### Document
--------------------------------------------------
- Episode no.: Season 2 Episode 1
- Directed by: Lawrence Trilling
- Written by: Brant Englestein
- Cinematography by: Edward J. Pei
- Editing by: Mark Hartzell
- Original air date: January 19, 2016
- Running time: 42 minutes

Guest appearances
- Bridget Regan as Dottie Underwood; Wynn Everett as Whitney Frost; Reggie Austin as Jason Wilkes; Currie Graham as Calvin Chadwick; Lotte Verbeek as Ana Jarvis; Sarah Bolger as Violet; Sean O'Bryan as Andrew Henry; Lesley Boone as Rose Roberts; Matt Braunger as Samberly; Kurtwood Smith as Vernon Masters;

Episode chronology
| ← Previous "Valediction" | Next → "A View in the Dark" |
- Agent Carter season 2

= The Lady in the Lake (Agent Carter) =

"The Lady in the Lake" is the first episode of the second season of the American television series Agent Carter, inspired by the films Captain America: The First Avenger and Captain America: The Winter Soldier, and the Marvel One-Shot short film also titled Agent Carter. It features the Marvel Comics character Peggy Carter as she travels to Los Angeles to assist with a strange new case, and is set in the Marvel Cinematic Universe (MCU), sharing continuity with the films of the franchise. The episode was written by Brant Englestein and directed by Lawrence Trilling.
--------------------------------------------------
### Provided material
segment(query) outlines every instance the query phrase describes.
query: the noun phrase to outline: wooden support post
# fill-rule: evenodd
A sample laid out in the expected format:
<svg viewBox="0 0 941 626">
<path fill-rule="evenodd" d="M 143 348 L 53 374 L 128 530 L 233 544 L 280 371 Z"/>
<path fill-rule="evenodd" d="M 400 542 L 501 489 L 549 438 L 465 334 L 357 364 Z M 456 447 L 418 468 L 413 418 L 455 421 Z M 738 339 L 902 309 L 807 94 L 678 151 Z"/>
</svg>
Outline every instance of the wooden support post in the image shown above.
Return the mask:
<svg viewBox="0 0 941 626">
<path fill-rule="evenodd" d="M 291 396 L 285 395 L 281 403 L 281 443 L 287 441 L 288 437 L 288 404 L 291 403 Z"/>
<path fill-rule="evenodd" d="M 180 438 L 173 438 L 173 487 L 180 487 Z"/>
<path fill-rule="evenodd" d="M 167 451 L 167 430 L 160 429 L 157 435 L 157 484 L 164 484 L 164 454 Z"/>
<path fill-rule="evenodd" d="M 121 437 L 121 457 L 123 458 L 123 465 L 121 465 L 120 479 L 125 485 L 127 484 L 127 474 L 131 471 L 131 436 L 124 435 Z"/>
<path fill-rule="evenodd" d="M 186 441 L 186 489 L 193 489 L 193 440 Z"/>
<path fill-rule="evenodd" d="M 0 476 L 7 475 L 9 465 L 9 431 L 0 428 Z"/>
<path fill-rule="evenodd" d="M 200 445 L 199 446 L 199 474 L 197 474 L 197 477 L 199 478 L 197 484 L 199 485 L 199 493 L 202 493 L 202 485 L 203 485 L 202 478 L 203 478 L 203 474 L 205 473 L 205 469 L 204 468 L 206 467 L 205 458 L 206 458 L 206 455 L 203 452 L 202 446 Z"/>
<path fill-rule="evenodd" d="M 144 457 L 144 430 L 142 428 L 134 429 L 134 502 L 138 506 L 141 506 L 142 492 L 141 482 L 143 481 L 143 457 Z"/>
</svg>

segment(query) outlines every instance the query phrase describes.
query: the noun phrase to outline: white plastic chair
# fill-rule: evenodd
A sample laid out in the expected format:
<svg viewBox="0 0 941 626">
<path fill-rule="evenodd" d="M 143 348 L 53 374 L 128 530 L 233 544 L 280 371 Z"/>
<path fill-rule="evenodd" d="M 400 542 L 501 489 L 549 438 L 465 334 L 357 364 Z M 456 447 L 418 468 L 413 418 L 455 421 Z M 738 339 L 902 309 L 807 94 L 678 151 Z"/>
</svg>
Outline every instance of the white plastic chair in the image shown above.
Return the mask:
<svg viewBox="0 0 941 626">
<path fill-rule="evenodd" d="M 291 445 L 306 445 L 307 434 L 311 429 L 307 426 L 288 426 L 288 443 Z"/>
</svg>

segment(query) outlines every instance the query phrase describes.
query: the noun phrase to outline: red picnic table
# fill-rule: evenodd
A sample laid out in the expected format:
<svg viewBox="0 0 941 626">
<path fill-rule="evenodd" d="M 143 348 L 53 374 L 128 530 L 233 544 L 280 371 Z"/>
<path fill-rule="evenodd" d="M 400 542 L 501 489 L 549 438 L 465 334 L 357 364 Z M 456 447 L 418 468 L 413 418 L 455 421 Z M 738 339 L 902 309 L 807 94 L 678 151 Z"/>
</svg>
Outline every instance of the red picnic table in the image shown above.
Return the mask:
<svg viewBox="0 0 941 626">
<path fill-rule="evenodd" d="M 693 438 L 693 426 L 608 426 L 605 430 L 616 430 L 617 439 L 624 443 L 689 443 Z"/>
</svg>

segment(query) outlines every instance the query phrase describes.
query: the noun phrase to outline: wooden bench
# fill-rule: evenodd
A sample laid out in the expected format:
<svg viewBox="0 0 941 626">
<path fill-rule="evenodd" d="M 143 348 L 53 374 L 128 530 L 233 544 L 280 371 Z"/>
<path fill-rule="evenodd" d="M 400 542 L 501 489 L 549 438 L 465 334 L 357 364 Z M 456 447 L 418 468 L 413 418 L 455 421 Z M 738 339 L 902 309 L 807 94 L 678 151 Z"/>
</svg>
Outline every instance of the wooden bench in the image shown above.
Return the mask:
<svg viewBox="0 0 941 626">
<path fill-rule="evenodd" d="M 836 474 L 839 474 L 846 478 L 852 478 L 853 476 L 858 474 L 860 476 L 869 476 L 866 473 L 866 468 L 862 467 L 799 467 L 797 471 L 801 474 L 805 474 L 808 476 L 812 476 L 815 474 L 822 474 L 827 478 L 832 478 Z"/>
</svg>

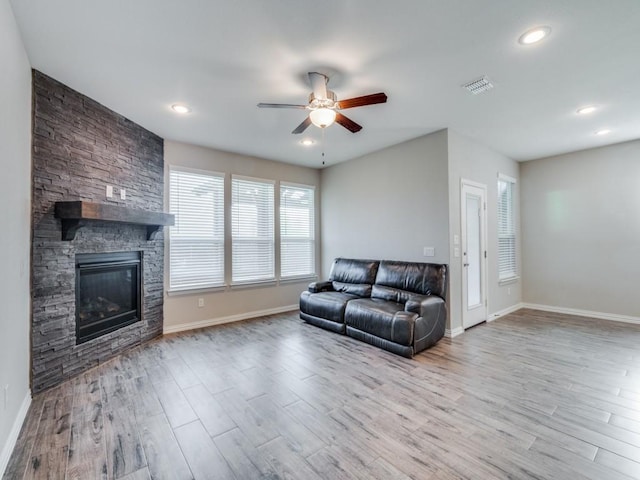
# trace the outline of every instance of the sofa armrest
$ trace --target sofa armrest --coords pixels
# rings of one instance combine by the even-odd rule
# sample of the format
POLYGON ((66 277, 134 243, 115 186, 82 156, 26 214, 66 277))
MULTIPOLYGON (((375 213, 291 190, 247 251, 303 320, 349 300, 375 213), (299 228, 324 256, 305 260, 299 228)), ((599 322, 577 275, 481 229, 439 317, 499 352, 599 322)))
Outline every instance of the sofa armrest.
POLYGON ((333 291, 333 282, 325 281, 325 282, 312 282, 309 284, 309 292, 311 293, 319 293, 319 292, 332 292, 333 291))
POLYGON ((416 295, 407 300, 407 303, 404 304, 404 309, 407 312, 414 312, 421 317, 428 318, 430 315, 438 315, 443 302, 440 297, 435 295, 416 295))

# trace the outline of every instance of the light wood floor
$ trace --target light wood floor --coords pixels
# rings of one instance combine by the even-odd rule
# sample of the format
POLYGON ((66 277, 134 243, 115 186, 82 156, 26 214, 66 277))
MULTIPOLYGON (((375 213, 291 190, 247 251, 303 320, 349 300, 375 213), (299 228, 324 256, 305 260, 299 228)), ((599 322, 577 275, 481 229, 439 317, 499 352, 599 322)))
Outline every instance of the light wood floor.
POLYGON ((521 310, 413 360, 297 313, 33 399, 7 479, 640 478, 640 327, 521 310))

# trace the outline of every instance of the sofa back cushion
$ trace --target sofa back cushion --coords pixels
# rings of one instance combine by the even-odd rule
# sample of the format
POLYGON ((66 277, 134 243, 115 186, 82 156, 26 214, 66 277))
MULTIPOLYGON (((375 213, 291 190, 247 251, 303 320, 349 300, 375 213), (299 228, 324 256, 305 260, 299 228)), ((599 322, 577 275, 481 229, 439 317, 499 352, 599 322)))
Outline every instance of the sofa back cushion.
--------------------------------------------------
### Directions
1. Reproduce the Agent Carter episode article word for word, starting with "Episode chronology" and going on through "by Lawrence Trilling.".
2. Resume the article on the Agent Carter episode "The Lady in the Lake" from its final sentence and carry it forward.

### Solved tasks
1.
Episode chronology
| ← Previous "Valediction" | Next → "A View in the Dark" |
- Agent Carter season 2

= The Lady in the Lake (Agent Carter) =

"The Lady in the Lake" is the first episode of the second season of the American television series Agent Carter, inspired by the films Captain America: The First Avenger and Captain America: The Winter Soldier, and the Marvel One-Shot short film also titled Agent Carter. It features the Marvel Comics character Peggy Carter as she travels to Los Angeles to assist with a strange new case, and is set in the Marvel Cinematic Universe (MCU), sharing continuity with the films of the franchise. The episode was written by Brant Englestein and directed by Lawrence Trilling.

2.
Hayley Atwell reprises her role as Carter from the film series, and is joined by regular cast members James D'Arcy, Chad Michael Murray, and Enver Gjokaj.

"The Lady in the Lake" originally aired on ABC on January 19, 2016, and according to Nielsen Media Research, was watched by 3.18 million viewers.

==Plot==
In 1947 New York City, Chief Jack Thompson and Agent Peggy Carter of the Strategic Scientific Reserve (SSR) apprehend Soviet spy Dottie Underwood. Newly appointed Chief Daniel Sousa of the Los Angeles SSR office meets with Detective Andrew Henry, who has discovered a woman's body in a frozen lake during a heat wave. Sousa, doubting his inexperienced agents, asks Thompson for backup; he sends Carter. An autopsy shows that the body glows in the dark, likely caused by Isodyne Energy's particle accelerator. Carter learns from Isodyne scientist Jason Wilkes that the woman, physicist Jane Scott, had an affair with Isodyne owner and prospective senator Calvin Chadwick. Underwood is taken into FBI custody, with Thompson's mentor Vernon Masters warning him of greater forces than the SSR that may affect his future. Henry attempts to kill Wilkes, but is killed himself by a police officer; Henry and the officer were hired to cover up the murder by Chadwick and his actress wife Whitney Frost following the former's affair.

==Production==
===Development===
On May 7, 2015, ABC officially renewed Agent Carter for a second season. In January 2016, Marvel announced that the first episode of the season would be titled "The Lady in the Lake", to be written by Brant Englestein, with Lawrence Trilling directing.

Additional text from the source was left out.